-- Extracted entries follows --

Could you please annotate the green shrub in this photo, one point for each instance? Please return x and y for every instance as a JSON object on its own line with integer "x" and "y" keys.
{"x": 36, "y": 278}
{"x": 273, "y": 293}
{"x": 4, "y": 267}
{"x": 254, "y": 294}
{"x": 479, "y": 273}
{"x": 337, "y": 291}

-- Extracted entries concluded --

# Your goal:
All the material above is to be returned exactly as it stands.

# Task result:
Could you please annotate the green shrub in this photo, one point for each instance? Please return x and y for every instance as a JSON object on its own line with integer "x" and "y" keys.
{"x": 36, "y": 278}
{"x": 273, "y": 293}
{"x": 4, "y": 267}
{"x": 254, "y": 294}
{"x": 479, "y": 273}
{"x": 337, "y": 291}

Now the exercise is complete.